**EXERCISES TO COMPLETE**.
1. Translate this sentence from the stepkids forum post into Spanish: "I don't want them popping up unannounced, with the drama I can tell is already inevitable."
2. Write the next part of the stepkids forum post, picking up right after its final sentence.

**TEXT EXCERPT**.
## start
You are here

Stepkid free, but DH looks like he wants to start sgrandkid mess

SMto3's picture

I finally got an apartment. Very tiny studio, perfect for myself and my daughter. SS23 had his baby last month, and true to form, has already asked to borrow money. I loaned him some, and I did it because if I know him as well as I do, he will avoid calling so as to avoid paying it. Buys me some time from his presence. Not sure why he still can't save, though he is on a leave, and should be getting FMLA, but according to him, they "spent it all" in the past month. 

As for SS18, DH got a call from Jobcorp this week, stating that SS18 is lagging. DH was so fed up, he pretty much just said he can't stop what he's got going on to do anything for him. As per him, kid will be homeless if he keeps at it this way. 

What I did ask DH was to not share my new address with his kids. I don't want them popping up unannounced, with the drama I can tell is already inevitable. The character traits that were issues as boys, are still things they are struggling with as young adults. SS23 still can't save and no one knows what he does with his money (except now he's someone's dad and is living with his baby mama). I give it a max of 2 years before that deteriorates. And SS18 still struggles with authority figure. I had that hiccup after SS18 left, but the truth is, I like being alone with DD8. The parenting experience seems so much easier. 

As for DH, his truck is currently out of commission so he is staying with us (which is challenging since it's such a tiny space and I thought he would have been gone for longer, which is part of why I downsized), and it's been about a week now. Today he says "I need to spend some time with the grandson". I told him, you can, but you'd have to do it in their place. And further, I notified him that on the days he saw his grandkid, I'd be visiting some of my family (just so I don't get stuck babysitting).
## end
**DATA BLOCK**.
## start
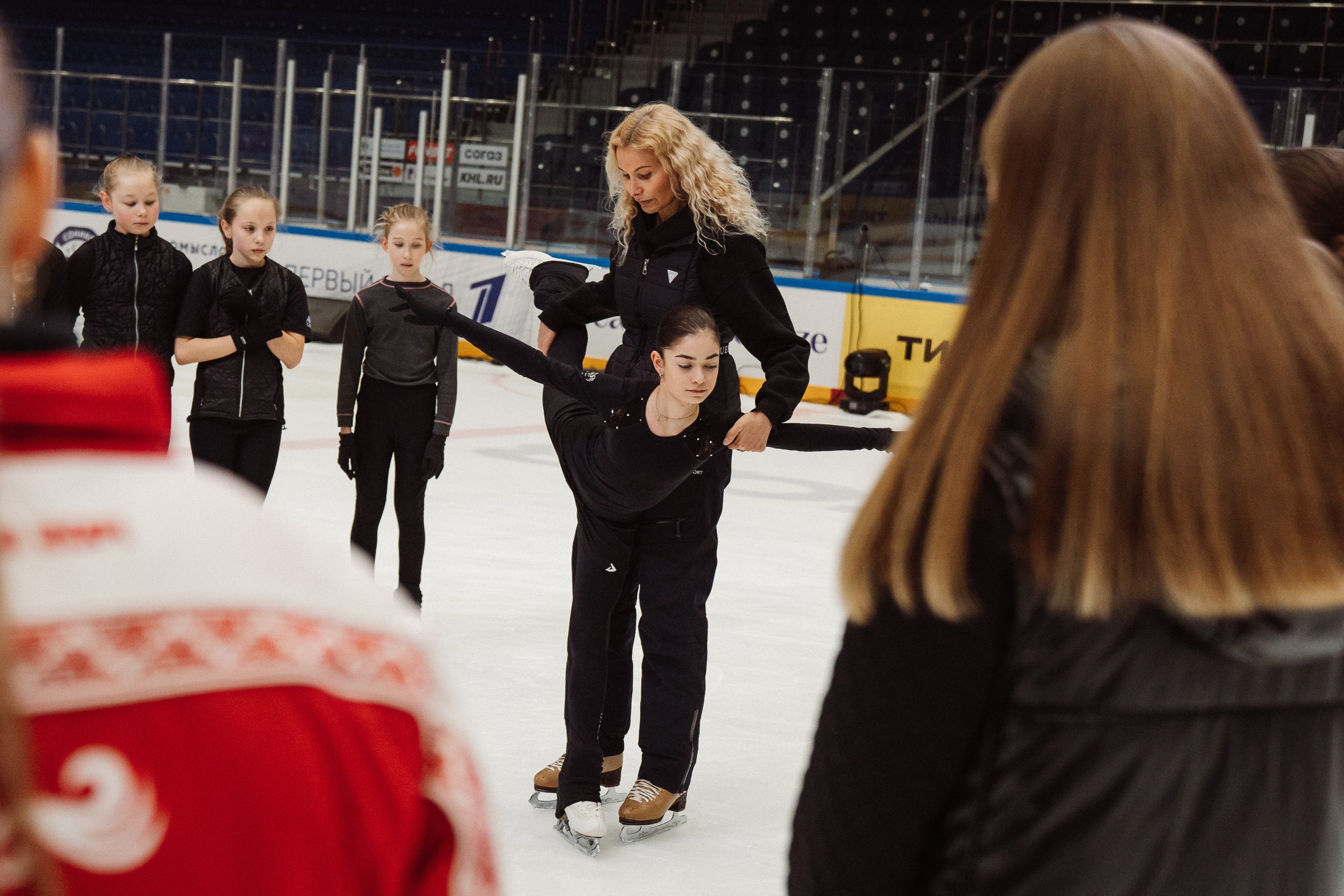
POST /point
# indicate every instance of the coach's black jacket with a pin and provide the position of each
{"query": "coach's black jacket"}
(664, 268)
## end
**ANSWERS TO THE EXERCISES**.
1. No quiero que se aparezcan sin avisar, con el drama que ya veo que es inevitable.

2.
I already helped with his first 2 kids, and it was pretty joyless, though we did have some good times and I do care about them. But I refuse to continue this saga. He can spend time with his grandson all he wants, but I want no parts of it. 

Comments

Harry's picture

You moved to your own apartment, to get away from all the drama or SKs .  And you allowed DH to move in bringing all the drama with him. 

SMto3's picture

Because I knew that if DH went on the road trucking, and left behind SS18, SS18 would try to come back and live with us once he gets kicked out of/drops out of job Corp. I also don't think ss23 will last with his baby mama (who he moved out to live with last year), and I foresaw that once he gets kicked out of gfs house, he will have tried to move back in. To avoid either one trying to move back in, and because DH was projected to be on the road most of the time, I downsized. 

la_dulce_vida's picture

Don't let him SLIDE into your peaceful home. If you let him stay too long, you'll have to evict him. Trust me. Drop him off at his house and let him figure it out like a big boy.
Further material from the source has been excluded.